* REQUEST: Could you gather every line in the entries below that contains the string "corners"?
[START SOURCE RECORDS]
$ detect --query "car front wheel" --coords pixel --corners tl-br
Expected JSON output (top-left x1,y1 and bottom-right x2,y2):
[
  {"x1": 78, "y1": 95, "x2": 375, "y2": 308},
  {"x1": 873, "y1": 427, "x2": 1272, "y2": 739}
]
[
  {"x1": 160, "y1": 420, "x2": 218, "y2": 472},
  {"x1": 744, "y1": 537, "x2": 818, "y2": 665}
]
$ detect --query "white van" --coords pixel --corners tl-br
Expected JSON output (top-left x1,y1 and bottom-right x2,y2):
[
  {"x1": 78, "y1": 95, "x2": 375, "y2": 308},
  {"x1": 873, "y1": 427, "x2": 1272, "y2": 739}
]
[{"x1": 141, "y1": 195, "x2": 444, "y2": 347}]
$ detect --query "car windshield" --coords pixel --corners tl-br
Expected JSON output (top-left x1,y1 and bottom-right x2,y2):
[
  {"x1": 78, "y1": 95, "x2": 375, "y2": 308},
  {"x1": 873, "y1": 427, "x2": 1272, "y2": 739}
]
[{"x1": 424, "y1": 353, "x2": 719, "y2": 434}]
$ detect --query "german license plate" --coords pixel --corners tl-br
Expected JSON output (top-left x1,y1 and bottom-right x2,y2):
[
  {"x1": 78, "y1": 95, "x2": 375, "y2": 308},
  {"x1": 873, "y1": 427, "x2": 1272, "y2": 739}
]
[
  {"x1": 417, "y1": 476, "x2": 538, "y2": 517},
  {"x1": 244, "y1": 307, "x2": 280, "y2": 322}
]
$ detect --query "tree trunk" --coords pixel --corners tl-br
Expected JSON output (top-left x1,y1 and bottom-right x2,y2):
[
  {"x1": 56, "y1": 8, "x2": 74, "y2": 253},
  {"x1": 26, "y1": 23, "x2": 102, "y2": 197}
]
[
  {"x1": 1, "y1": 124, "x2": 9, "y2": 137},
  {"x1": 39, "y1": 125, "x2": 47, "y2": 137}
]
[END SOURCE RECORDS]
* THE REPLY:
$ detect --query "car front wheel" --coords pixel --corners tl-br
$ detect --query "white van" --coords pixel --corners tl-br
$ detect --query "car windshield" --coords pixel --corners tl-br
$ detect --query "german license plate" --coords pixel --corners tl-br
$ detect --query "tree trunk" --coords pixel --corners tl-br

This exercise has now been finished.